§ **Task objective**: Please set down, word for word, the line that contains "Target: bird's wing" and every line after it to the end of the entries below, omitting the pictures.

Raw data Block Start

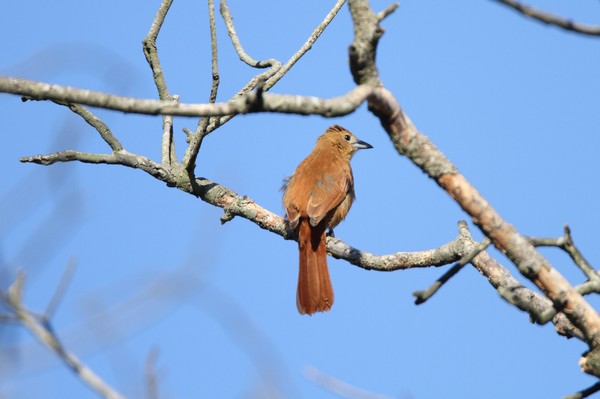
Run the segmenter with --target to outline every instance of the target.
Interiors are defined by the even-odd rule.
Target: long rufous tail
[[[325,226],[313,227],[301,219],[298,228],[300,272],[296,305],[300,314],[325,312],[333,305],[333,287],[327,268]]]

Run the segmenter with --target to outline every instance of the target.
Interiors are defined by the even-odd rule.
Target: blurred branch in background
[[[54,333],[48,315],[43,314],[41,316],[36,316],[25,308],[22,303],[24,283],[25,275],[19,273],[14,284],[10,286],[6,293],[2,293],[1,295],[2,301],[14,313],[16,319],[29,330],[41,344],[56,353],[84,384],[88,385],[91,389],[98,392],[99,395],[107,399],[123,398],[120,393],[106,384],[102,378],[62,345],[57,335]]]
[[[341,398],[346,399],[391,399],[389,396],[376,394],[357,388],[347,382],[338,380],[330,375],[324,374],[315,367],[307,366],[304,375],[316,385]]]
[[[214,247],[214,245],[213,245]],[[141,276],[135,275],[118,281],[110,287],[97,292],[89,292],[79,299],[78,304],[82,319],[69,328],[62,328],[60,333],[53,328],[51,316],[56,311],[60,297],[64,294],[72,273],[72,264],[65,269],[62,281],[55,290],[47,309],[48,313],[36,314],[28,310],[21,302],[24,275],[20,273],[15,283],[6,292],[0,291],[0,297],[6,312],[0,315],[3,323],[19,323],[30,331],[47,349],[59,356],[67,366],[91,389],[106,398],[122,397],[86,366],[74,352],[81,357],[106,351],[109,347],[123,342],[128,337],[147,329],[152,324],[164,319],[175,309],[184,304],[192,305],[201,314],[207,314],[222,326],[231,338],[231,342],[251,359],[259,376],[259,382],[252,389],[258,396],[271,398],[289,397],[289,376],[283,366],[279,354],[244,311],[227,295],[198,276],[198,259],[209,259],[216,254],[200,256],[197,249],[192,249],[188,259],[179,267],[168,273]],[[117,294],[118,293],[118,294]],[[60,335],[60,338],[59,338]],[[21,367],[31,373],[49,367],[37,348],[24,347],[22,340],[5,344],[2,354],[17,351],[20,355]],[[146,381],[147,393],[159,396],[160,374],[154,370],[158,348],[151,349],[145,367],[139,370]],[[3,360],[9,360],[2,356]],[[123,359],[118,361],[123,362]],[[13,362],[13,365],[15,363]],[[3,365],[3,378],[7,379],[18,373]],[[14,366],[13,366],[14,367]],[[133,384],[131,369],[126,373],[116,370],[123,381],[121,386]],[[135,370],[134,370],[135,371]],[[134,386],[134,391],[137,390]],[[135,395],[132,395],[135,396]]]

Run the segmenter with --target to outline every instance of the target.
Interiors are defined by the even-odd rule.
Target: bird
[[[327,229],[333,234],[348,214],[354,196],[350,160],[360,149],[373,148],[347,129],[330,126],[312,152],[284,183],[283,206],[297,234],[300,269],[296,305],[300,314],[325,312],[333,305],[327,267]]]

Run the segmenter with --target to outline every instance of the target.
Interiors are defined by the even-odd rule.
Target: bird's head
[[[333,125],[329,127],[325,133],[317,140],[317,147],[333,146],[337,151],[351,158],[358,150],[373,148],[367,142],[359,140],[352,132],[339,126]]]

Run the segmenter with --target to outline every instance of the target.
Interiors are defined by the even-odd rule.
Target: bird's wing
[[[344,201],[352,187],[352,173],[340,168],[339,172],[325,172],[318,176],[309,193],[306,209],[310,224],[316,226],[330,211]]]

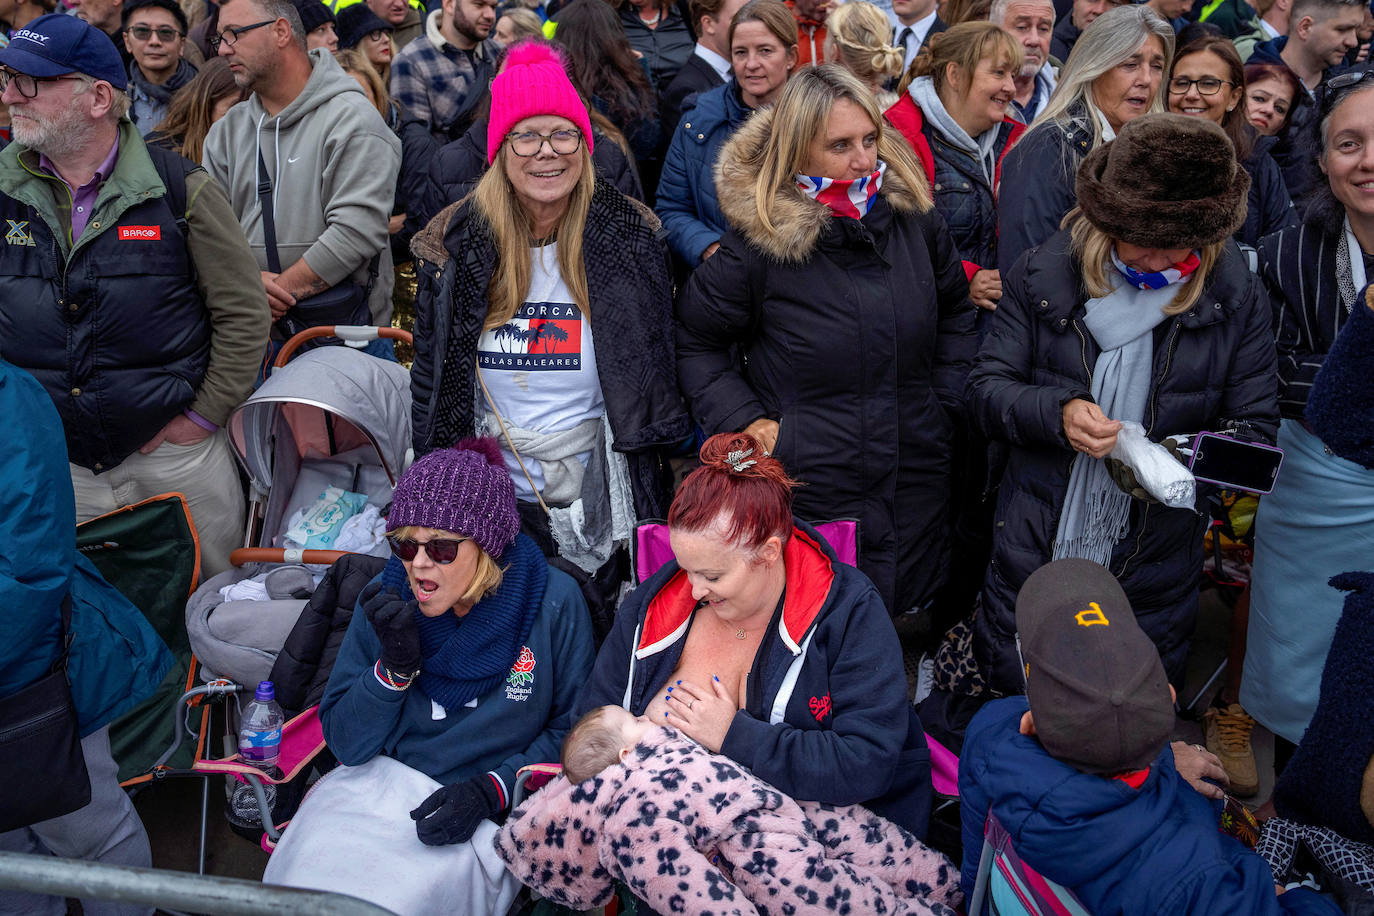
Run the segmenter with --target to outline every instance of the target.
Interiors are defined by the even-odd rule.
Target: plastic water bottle
[[[281,754],[281,727],[285,721],[272,682],[258,684],[253,699],[243,710],[243,724],[239,727],[239,756],[243,762],[276,776],[280,772],[277,758]]]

Raw data Block End

§ **Written solution**:
Target: bird's wing
[[[344,201],[352,187],[352,173],[340,168],[339,172],[325,172],[318,176],[309,193],[306,209],[310,224],[316,226],[330,211]]]

Run the segmenter with --target to outline every instance of the target.
Interiors are defined by the even-odd rule.
Target: plastic water bottle
[[[281,754],[281,727],[285,721],[272,682],[258,684],[253,699],[243,710],[243,724],[239,727],[239,756],[243,762],[276,776],[280,772],[277,758]]]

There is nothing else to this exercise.